EXTRACT:
Let's say if an engine was running at 6000 rpm, it would be making 100 revolutions per second. Each cylinder should be firing once every two revolution meaning it is firing 50 times per second.

However, once I starting to consider the duration of knock and the length of each knock window, things start to get complicated and I am confused.

With per cylinder knock detection enabled, the detection window is usually set around 50 degree out of the 720 degree combustion cycle. If signal were polled at real time from the sensor, there is only a 1 in 14.4 (50/720) chance that I am polling data within the knock window for a specific cylinder. For the rest of the time, it would miss the window and should give me no reading yet such zero values do not appear in my log.

When the window is closed, does the ECU simply retain the most recent knock value and report it to the logger as data is polled? Also, how long does the shock generate by knock typically last for? If the event occurs at the very beginning of the window, would the signal have faded away by the time it reaches the end of the window? Would the ECU still log the highest value detected during each window or only the value at the moment it was polled?

SHORT PROBLEM A: In the passage on knock detection, around how many degrees of the 720-degree combustion cycle is the detection window usually set?
The passage on knock detection and the listing that follows are unrelated material.

EXCERPTED RECORDS:
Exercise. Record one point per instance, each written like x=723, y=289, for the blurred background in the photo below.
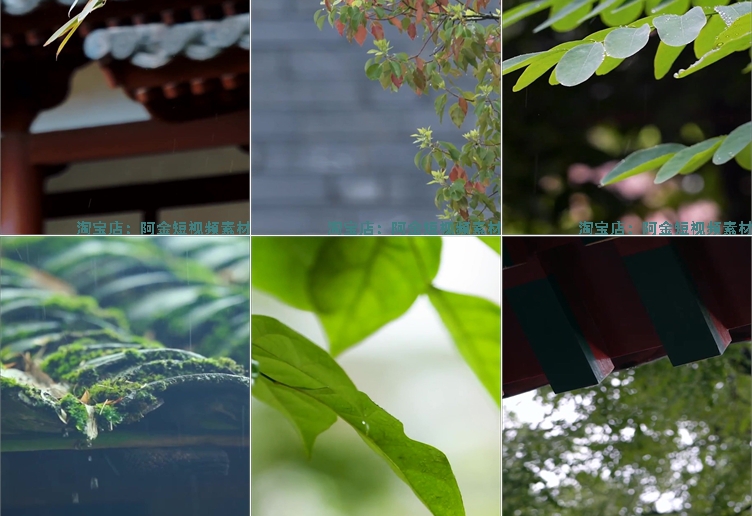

==

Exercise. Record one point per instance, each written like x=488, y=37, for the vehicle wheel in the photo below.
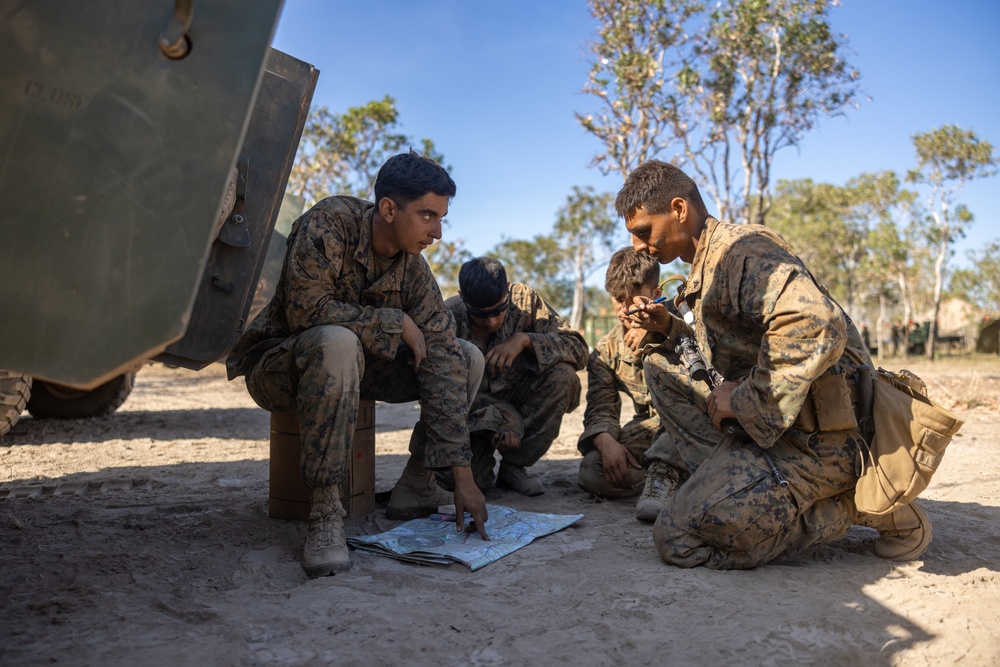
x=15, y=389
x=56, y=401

==

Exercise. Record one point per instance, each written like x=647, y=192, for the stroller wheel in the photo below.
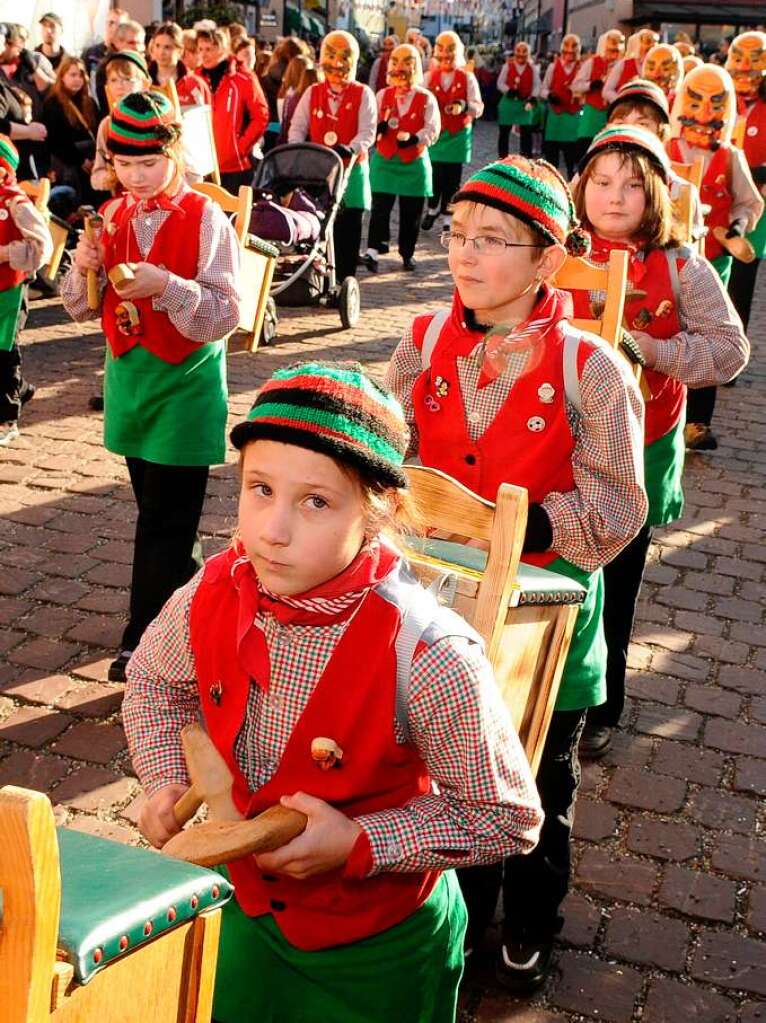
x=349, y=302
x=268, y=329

SHORT PROBLEM B: In the listing, rewrite the lines from the line containing "stroller wheel in the photo below." up to and including the line containing "x=268, y=329", replacing "stroller" with "pushchair" and leaving everything else unchanged. Return only those lines, and leave out the pictures.

WRITTEN RESPONSE A: About 50 degrees.

WRITTEN RESPONSE B:
Exercise. Record one point per instance, each written like x=647, y=192, for the pushchair wheel in the photo below.
x=349, y=302
x=268, y=329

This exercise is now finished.